:: TASK GOAL ::
Decide whether each statement agrees with the passage on artificial intelligence as a threat, answering yes or no and quoting the words from the passage that settle it: (a) the title of Frankenstein refers to the doctor inventor; (b) Hawking placed the danger of AI in the distant future; (c) computers are likely to remain more a hindrance than a help.

:: PROVIDED PASSAGE ::

= Beginning of Section =

Do you know the most dangerous threat facing mankind? Is it climate change? Ebola? ISIS? Or, to follow President Obama, is the threat on a par with Ebola and ISIS and going by the name of Vladimir Putin? After all, a columnist on The Sunday Times recently compounded the distaste by describing the Russian leader as Putinstein – in the process revealing how little she knew of Mary Shelley’s seminal anti-experimentation novel Frankenstein (1818), whose title refers to a doctor inventor, not his sad and vengeful robotic construct.
In fact, the biggest threat facing mankind is one that has in some ways only just been discovered: artificial intelligence (AI). The physicist Stephen Hawking has said that AI could become ‘a real danger’ in the ‘not-too-distant’ future. Hawking added that ‘the risk is that computers develop intelligence and take over. Humans, who are limited by slow biological evolution, couldn’t compete, and would be superseded.’
That Hawking himself is aided by computers in his speech is an irony. For the fact is that computers are likely to remain a help much more than a hindrance for many years to come. Sure, they might run amok; but that will be to do with bad or malevolent programming, not the arrival of true intelligence.

= End of Section =

:: DATASET EXTRACT ::

= Beginning of Section =

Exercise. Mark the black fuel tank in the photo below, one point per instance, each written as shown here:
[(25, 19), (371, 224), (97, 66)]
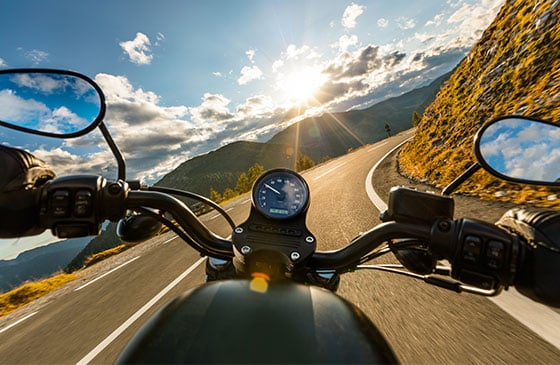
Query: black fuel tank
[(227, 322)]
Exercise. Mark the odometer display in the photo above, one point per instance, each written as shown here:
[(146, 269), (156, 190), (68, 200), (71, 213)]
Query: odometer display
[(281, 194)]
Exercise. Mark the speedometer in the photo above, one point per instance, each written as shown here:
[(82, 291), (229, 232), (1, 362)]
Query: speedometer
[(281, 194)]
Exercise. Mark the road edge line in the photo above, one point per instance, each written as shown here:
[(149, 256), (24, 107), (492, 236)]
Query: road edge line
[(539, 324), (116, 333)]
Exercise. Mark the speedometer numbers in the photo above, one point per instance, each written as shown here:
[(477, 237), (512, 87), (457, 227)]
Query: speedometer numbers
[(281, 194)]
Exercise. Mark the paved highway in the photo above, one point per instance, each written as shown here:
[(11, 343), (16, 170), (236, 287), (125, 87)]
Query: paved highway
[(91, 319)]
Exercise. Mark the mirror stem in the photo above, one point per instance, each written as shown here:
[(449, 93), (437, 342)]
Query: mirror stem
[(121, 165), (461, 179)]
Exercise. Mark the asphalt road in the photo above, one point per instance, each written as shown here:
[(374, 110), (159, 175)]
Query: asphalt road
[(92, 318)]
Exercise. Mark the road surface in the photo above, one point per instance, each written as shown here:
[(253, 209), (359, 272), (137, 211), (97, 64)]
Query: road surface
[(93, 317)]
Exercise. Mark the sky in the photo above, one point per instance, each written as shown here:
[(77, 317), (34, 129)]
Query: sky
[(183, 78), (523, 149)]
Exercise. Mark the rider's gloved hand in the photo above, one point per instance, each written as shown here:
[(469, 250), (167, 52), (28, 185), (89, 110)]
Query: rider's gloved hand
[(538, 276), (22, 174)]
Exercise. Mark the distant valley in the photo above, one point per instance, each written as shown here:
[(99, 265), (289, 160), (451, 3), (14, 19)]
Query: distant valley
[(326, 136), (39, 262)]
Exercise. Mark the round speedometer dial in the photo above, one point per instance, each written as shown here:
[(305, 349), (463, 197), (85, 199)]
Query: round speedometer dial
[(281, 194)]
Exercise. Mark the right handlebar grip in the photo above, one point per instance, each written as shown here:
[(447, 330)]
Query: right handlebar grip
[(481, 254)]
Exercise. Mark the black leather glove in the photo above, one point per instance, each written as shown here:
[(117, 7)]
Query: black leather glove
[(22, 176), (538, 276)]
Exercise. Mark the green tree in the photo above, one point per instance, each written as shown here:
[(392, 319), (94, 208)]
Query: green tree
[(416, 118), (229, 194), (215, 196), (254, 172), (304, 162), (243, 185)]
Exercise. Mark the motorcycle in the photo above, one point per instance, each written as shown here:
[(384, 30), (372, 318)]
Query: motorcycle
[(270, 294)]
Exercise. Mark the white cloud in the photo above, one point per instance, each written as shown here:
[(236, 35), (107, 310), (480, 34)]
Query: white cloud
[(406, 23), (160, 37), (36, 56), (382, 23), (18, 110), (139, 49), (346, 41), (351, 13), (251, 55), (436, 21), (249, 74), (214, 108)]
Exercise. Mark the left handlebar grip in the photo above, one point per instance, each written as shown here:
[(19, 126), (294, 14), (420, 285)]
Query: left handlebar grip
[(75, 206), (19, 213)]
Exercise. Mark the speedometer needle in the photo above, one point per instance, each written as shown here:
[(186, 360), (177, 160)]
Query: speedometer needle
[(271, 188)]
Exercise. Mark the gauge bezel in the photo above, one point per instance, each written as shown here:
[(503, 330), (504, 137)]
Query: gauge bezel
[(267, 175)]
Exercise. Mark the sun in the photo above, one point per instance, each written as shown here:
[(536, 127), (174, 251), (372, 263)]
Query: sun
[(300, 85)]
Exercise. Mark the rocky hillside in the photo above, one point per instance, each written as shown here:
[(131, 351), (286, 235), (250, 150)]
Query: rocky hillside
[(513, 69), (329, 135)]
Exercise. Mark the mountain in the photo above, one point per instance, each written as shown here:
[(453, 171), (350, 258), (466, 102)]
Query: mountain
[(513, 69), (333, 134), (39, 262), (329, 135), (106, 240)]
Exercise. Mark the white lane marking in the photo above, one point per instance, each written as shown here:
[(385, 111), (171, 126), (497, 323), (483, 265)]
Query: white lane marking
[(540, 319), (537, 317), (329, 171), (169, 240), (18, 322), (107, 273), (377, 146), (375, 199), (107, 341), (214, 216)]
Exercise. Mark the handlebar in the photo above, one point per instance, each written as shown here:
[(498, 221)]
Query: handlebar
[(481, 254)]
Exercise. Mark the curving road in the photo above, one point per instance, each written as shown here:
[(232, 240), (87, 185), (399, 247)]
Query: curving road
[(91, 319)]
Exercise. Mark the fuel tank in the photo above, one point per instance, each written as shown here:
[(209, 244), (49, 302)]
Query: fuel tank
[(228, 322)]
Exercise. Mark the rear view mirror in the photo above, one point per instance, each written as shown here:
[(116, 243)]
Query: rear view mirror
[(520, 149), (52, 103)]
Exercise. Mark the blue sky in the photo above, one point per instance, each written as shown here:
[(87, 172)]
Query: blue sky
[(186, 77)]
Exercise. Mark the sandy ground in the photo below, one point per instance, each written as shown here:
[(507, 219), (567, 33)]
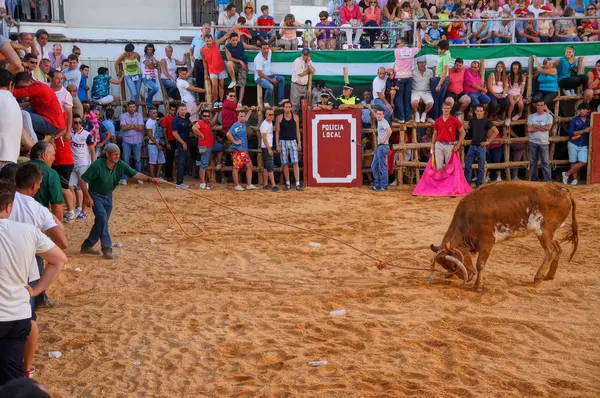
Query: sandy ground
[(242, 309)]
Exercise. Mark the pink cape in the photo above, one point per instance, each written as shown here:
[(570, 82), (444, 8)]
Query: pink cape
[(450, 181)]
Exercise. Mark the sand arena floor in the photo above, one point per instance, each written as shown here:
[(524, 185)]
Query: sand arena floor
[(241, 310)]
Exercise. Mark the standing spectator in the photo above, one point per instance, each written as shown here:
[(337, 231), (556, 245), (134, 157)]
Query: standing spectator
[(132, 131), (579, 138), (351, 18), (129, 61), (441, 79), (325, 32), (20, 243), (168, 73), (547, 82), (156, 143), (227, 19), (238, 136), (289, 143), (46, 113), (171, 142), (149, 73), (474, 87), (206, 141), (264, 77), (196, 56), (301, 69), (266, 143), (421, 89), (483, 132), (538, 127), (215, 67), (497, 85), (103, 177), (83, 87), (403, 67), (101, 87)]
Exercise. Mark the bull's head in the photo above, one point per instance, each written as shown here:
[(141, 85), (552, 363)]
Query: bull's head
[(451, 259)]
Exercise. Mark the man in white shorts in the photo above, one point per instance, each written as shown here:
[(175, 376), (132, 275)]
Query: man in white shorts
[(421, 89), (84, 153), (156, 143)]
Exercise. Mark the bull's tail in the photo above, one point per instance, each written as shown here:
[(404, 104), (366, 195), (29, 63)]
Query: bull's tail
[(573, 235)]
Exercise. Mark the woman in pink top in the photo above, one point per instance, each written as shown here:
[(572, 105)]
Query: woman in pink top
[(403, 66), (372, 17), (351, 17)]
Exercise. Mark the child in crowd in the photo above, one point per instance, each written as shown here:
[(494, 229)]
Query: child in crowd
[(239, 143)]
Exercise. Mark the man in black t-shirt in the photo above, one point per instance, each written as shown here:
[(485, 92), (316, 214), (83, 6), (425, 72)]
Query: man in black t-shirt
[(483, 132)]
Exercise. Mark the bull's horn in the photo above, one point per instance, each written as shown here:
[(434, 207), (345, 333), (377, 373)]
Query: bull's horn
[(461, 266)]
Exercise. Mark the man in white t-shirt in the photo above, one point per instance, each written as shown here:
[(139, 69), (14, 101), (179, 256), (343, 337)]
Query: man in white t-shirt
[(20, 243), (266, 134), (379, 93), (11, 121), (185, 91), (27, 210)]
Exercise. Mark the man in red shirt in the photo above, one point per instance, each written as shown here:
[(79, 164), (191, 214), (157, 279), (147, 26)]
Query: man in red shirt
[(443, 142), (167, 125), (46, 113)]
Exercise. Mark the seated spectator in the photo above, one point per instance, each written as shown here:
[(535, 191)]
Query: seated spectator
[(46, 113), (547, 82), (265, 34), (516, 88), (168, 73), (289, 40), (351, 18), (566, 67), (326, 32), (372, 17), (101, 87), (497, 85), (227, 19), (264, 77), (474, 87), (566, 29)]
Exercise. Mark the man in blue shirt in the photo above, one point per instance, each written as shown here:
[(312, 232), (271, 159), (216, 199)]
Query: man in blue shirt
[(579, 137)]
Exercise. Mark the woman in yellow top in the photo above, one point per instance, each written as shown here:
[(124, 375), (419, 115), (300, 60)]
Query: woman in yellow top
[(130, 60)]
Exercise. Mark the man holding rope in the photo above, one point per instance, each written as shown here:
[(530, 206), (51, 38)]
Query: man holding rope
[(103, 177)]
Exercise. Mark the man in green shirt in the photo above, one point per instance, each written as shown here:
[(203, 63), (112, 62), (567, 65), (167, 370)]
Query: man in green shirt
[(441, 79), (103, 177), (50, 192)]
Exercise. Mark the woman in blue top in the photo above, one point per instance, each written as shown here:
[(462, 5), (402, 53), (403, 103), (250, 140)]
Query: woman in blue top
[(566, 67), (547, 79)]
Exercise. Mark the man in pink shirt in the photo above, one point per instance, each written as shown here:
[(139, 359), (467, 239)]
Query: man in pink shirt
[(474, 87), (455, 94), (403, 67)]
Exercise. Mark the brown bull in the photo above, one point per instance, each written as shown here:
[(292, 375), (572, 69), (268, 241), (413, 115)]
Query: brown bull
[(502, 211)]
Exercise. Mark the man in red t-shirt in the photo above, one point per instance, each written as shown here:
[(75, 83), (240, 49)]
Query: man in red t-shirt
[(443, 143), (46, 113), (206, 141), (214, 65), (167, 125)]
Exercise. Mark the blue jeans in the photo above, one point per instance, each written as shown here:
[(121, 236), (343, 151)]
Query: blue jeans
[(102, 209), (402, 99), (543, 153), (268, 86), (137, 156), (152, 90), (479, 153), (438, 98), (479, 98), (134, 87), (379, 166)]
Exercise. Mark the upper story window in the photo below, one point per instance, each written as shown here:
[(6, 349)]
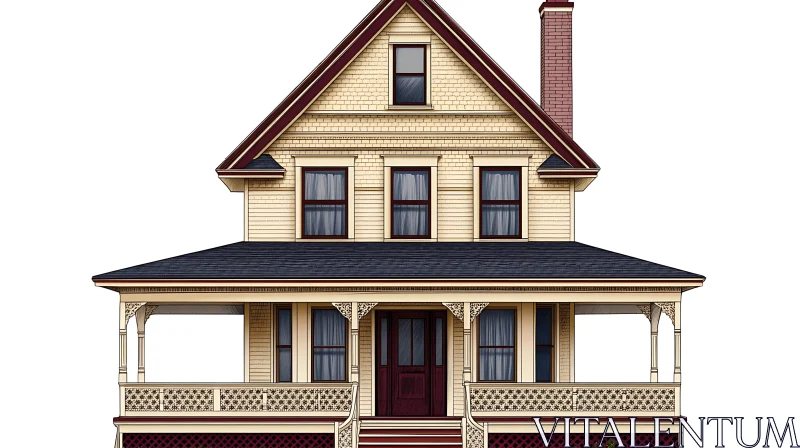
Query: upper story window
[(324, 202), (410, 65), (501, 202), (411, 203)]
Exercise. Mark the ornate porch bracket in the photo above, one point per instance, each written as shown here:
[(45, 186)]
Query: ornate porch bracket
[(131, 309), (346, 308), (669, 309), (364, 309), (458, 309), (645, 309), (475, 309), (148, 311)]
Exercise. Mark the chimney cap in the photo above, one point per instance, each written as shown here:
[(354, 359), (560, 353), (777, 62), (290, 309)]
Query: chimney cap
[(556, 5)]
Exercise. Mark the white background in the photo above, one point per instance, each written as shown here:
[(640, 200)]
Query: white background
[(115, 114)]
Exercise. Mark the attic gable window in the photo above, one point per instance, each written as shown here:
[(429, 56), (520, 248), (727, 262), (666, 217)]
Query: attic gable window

= End of Section =

:: ANSWER SPACE ::
(a) Yes: "whose title refers to a doctor inventor, not his sad and vengeful robotic construct"
(b) No: "AI could become ‘a real danger’ in the ‘not-too-distant’ future"
(c) No: "computers are likely to remain a help much more than a hindrance for many years to come"